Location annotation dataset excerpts

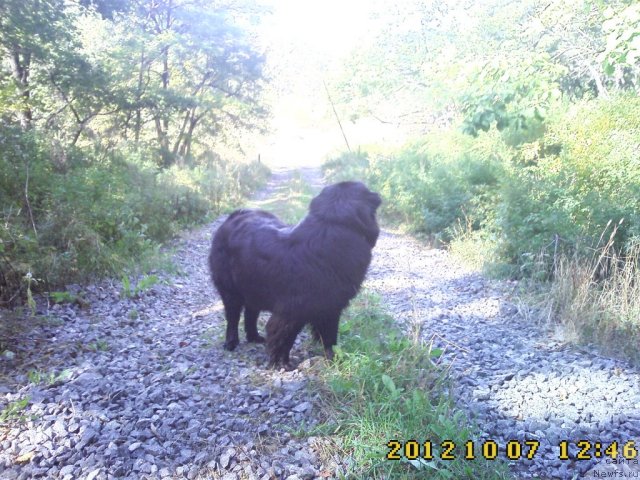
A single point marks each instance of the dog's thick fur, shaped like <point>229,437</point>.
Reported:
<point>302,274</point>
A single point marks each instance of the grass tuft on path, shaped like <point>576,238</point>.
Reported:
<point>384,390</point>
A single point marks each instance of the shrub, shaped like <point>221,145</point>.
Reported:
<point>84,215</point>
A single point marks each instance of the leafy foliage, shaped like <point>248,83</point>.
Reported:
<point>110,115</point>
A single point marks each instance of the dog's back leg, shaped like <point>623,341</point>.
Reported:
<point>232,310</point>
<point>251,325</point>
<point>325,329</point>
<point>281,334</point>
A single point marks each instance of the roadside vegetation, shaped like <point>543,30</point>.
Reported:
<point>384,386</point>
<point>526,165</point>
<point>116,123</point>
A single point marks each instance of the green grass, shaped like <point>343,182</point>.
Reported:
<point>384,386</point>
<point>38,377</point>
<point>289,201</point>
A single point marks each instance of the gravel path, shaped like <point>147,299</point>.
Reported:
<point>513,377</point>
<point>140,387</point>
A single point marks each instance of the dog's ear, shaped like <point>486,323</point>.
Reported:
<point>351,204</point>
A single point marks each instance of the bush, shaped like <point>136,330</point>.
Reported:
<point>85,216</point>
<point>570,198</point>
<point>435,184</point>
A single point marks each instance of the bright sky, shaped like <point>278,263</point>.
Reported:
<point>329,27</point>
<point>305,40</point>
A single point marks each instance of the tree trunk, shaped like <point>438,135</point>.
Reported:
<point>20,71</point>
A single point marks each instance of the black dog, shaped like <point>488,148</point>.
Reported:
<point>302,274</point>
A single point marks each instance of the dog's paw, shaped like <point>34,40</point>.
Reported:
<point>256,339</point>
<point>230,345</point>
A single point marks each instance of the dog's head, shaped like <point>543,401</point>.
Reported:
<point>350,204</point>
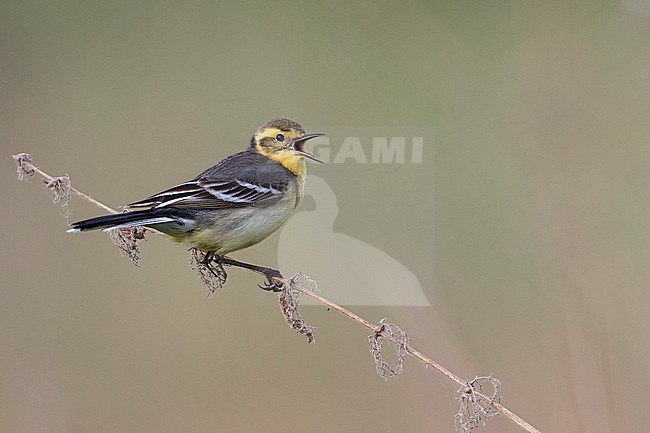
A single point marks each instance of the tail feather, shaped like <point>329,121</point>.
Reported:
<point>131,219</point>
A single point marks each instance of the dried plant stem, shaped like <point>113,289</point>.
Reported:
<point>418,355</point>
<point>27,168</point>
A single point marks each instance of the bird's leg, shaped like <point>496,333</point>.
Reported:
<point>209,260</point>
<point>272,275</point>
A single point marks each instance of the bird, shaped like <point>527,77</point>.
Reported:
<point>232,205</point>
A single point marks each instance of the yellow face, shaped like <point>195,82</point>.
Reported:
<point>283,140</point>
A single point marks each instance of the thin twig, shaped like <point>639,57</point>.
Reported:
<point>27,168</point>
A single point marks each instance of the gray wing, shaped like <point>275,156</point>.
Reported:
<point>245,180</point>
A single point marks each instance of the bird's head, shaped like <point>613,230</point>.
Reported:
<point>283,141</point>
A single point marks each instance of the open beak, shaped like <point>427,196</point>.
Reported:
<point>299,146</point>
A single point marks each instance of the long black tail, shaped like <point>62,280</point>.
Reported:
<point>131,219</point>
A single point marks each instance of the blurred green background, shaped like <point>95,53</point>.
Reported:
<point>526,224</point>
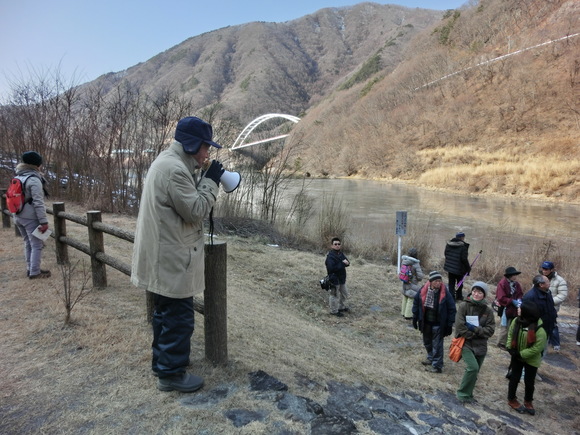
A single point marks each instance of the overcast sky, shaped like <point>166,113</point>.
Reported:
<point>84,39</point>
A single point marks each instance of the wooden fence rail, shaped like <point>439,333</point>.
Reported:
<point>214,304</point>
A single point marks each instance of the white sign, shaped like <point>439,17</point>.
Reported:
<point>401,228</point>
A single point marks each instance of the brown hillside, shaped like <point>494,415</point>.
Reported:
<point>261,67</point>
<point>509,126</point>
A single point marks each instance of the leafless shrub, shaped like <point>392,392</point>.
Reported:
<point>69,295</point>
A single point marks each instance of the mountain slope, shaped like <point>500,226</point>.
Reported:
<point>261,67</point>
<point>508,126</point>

Aim of the task:
Update the records starting at the line that has "A single point marks each instance of the bright" and ending after the line that has "<point>230,345</point>", replacing "tree trunk" with "tree stump" and keeping everything else unchanged. Return only those lines.

Output below:
A single point marks each instance of the bright sky, shaped like <point>278,263</point>.
Reported:
<point>329,27</point>
<point>305,40</point>
A single point marks each instance of the tree stump, shaped like <point>438,135</point>.
Reported:
<point>20,71</point>
A single point marks each instance of the black dog, shaped like <point>488,148</point>.
Reported:
<point>302,274</point>
A single point marks each instance of the dog's paw, shaped like <point>34,40</point>.
Reported:
<point>256,339</point>
<point>230,345</point>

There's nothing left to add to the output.